→ **DIRECTIVES**:
**a)** List every person named in the email thread on university authorship.
**b)** Echo the email thread on university authorship word for word, starting with "on 11 Aug 2005" and going on through "hire will apply.".
**c)** Carry on the email thread on university authorship from the point where the text stops.

-- begin SOURCE EXCERPT --

RE: Re: "University as author?"

From: Agenbroad, James \(Civ,ARL/CISD\) <jagenbro[_at_]arl.army.mil>
Date: Mon, 15 Aug 2005 18:10:00 -0400


I would think so. I was always of the impression that where and on what equipment the work was done was of minimal importance. One of the lawyers here said that if you write the great American novel at work, you own the copyright, but you can be fired for misuse of resources. The question isn't where you did it, it's whether it's part of your job to do it.


From: CNI-COPYRIGHT -- Copyright & Intellectual Property
[mailto:CNI-COPYRIGHT[_at_]cni.org] On Behalf Of Christine L. Sundt
Sent: Friday, August 12, 2005 4:55 PM
To: CNI-COPYRIGHT -- Copyright & Intellectual Property Subject: [CNI-(C)] Re: "University as author?"

In some fields (in the sciences, for example), work done for the university (research, writing) takes place on campus, during 'normal working hours', and using facilities and equipment provided by the university or grants gotten in the name of the university. In many others (humanities and arts for starters), work that ultimately leads to promotion and tenure takes place after teaching and committee work is finished, usually at home, in the middle of the night, using personal equipment. So can the university claim to own this work, too?  

Christine L. Sundt
Visual Resources Curator
University of Oregon
Architecture & Allied Arts Library
Lawrence Hall - Room 300
1190 Franklin Boulevard
Eugene, OR 97403-5239 - U.S.A.  

v: 541/346-2209
f: 541/346-2205
email: csundt[_at_]uoregon.edu (or csundt[_at_]mindspring.com) Copyright & Art Issues - http://uoregon.edu/~csundt/copyweb/  

-----Original Message-----
From: CNI-COPYRIGHT -- Copyright & Intellectual Property
[mailto:CNI-COPYRIGHT[_at_]cni.org]On Behalf Of Steven Jamar
Sent: Friday, August 12, 2005 8:21 AM
To: CNI-COPYRIGHT -- Copyright & Intellectual Property Subject: [CNI-(C)] Re: "University as author?"    

On Aug 11, 2005, at 6:20 PM, Albert Henderson wrote:

on 11 Aug 2005 "Kevin Smith" <ksmith[_at_]defiance.edu> wrote:

The common law test for distinguishing between and employee and an independent contractor is relevant to the work made for hire argument only because it determines which of the two independent ways in which a work can be found to be a work for hire will apply.

-- end SOURCE EXCERPT --
-- begin DATA LINES --

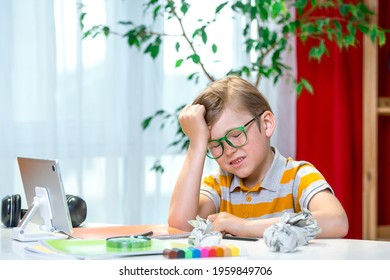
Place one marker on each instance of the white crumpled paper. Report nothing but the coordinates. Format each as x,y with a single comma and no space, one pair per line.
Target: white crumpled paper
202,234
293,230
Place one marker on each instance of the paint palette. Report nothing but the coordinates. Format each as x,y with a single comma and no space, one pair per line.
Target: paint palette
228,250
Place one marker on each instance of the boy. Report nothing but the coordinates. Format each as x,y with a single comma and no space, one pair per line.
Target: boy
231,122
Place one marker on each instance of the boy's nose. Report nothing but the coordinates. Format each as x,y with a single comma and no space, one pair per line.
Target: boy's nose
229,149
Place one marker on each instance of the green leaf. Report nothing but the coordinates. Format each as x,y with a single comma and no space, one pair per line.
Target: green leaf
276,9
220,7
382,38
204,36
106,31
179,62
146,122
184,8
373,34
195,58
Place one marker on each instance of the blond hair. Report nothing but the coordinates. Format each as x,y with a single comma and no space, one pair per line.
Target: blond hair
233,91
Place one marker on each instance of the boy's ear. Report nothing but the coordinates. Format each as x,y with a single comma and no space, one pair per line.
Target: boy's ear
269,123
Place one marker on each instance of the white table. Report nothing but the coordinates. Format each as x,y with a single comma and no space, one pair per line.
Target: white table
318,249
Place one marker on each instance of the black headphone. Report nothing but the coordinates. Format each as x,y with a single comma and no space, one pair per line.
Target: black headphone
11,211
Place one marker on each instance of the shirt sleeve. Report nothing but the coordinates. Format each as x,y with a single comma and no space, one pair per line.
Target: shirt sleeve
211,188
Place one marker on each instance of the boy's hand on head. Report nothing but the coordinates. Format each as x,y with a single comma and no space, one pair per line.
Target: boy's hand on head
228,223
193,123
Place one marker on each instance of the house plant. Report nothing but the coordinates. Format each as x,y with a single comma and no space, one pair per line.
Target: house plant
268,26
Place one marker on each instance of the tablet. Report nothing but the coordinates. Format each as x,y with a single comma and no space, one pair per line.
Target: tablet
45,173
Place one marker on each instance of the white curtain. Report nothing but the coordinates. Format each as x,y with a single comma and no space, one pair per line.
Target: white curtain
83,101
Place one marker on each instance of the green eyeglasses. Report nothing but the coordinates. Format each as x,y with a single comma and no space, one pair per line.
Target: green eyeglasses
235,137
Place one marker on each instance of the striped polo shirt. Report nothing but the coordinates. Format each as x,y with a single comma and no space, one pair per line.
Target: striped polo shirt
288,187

-- end DATA LINES --
-- begin DATA LINES --

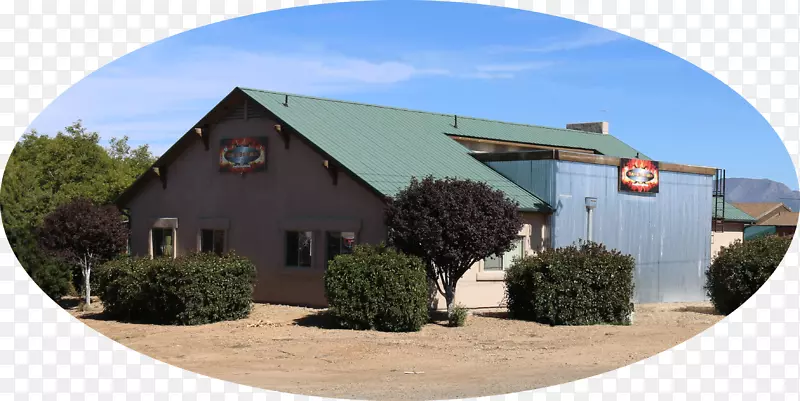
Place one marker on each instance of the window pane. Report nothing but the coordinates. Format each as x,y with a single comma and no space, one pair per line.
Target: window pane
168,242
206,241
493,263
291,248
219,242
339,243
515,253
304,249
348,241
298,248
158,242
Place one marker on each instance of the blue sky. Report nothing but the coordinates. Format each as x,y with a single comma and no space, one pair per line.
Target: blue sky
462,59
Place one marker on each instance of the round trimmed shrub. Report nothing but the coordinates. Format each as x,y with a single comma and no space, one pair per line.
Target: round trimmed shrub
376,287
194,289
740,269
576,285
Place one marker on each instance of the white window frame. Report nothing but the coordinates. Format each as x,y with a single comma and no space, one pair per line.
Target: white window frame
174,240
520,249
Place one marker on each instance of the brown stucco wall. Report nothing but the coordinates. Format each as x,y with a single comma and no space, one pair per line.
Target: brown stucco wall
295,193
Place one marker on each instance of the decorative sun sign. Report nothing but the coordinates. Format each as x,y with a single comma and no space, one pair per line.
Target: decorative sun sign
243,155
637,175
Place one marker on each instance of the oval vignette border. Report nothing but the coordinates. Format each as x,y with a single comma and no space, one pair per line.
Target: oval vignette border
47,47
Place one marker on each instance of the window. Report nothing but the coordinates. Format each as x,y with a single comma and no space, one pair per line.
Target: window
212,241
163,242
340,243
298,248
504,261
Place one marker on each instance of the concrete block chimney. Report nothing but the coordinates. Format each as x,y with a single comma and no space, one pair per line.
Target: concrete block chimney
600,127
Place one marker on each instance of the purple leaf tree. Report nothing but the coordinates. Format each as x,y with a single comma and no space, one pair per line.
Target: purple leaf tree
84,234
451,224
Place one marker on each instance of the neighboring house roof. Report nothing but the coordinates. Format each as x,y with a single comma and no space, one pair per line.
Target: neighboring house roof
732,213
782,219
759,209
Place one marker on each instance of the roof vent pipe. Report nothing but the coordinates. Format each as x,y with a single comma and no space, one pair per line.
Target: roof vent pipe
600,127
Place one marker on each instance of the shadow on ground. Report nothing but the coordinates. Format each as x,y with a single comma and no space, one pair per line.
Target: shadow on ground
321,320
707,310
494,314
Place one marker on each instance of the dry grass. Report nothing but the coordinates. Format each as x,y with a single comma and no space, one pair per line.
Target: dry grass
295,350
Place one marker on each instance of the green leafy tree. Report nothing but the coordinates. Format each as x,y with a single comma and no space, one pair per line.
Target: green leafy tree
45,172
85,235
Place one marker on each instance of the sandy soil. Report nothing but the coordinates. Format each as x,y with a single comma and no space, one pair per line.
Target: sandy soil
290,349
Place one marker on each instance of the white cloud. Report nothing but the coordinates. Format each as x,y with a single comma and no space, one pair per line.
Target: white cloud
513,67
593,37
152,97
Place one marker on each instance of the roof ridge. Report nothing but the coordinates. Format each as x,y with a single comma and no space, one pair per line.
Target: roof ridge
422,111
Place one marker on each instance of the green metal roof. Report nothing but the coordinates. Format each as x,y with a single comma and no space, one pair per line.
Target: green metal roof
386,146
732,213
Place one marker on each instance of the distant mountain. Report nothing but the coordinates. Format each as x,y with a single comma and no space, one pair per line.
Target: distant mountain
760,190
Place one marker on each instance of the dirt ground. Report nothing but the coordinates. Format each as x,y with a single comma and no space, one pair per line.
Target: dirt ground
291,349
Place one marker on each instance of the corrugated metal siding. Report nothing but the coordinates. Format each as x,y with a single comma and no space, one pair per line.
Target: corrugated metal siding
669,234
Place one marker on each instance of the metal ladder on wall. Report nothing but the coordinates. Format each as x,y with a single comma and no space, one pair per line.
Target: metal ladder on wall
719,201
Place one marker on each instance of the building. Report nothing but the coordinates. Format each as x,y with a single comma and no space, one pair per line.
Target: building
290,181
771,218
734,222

-- end DATA LINES --

→ **OUTPUTS IN ORDER**:
**a)**
James Agenbroad
Christine L. Sundt
Steven Jamar
Albert Henderson
Kevin Smith

**b)**
on 11 Aug 2005 "Kevin Smith" <ksmith[_at_]defiance.edu> wrote:

The common law test for distinguishing between and employee and an independent contractor is relevant to the work made for hire argument only because it determines which of the two independent ways in which a work can be found to be a work for hire will apply.

**c)**
[snip]

The reference to 'independent subcontractor,' which might be an issue in taxation or
insurance, etc., has little bearing here.

So much learned writing stems from research clearly based in graduate and post-graduate work, such as PhD theses, it would be ridiculous to claim it as within the scope of later employment.  

That is not what "scope of employment" means in its gross sense. Is it part of your job to research and write? If so, then researching and writing is within the scope of your employment.  

If you created the work before you were en employee of the particular employer at issue, then, it is not within the scope because of when it was created, not because of what it is.  

Works must be fixed to be copyrighted. Fixation does not happen when you do the research or when you come up with ideas. It happens when it is fixed in a tangible medium of expression -- typed, or what-have-you.  

I am not talking here about what the rule should be or what the result ought to be as a matter of sense and fairness, but what the copyright act seems to provide.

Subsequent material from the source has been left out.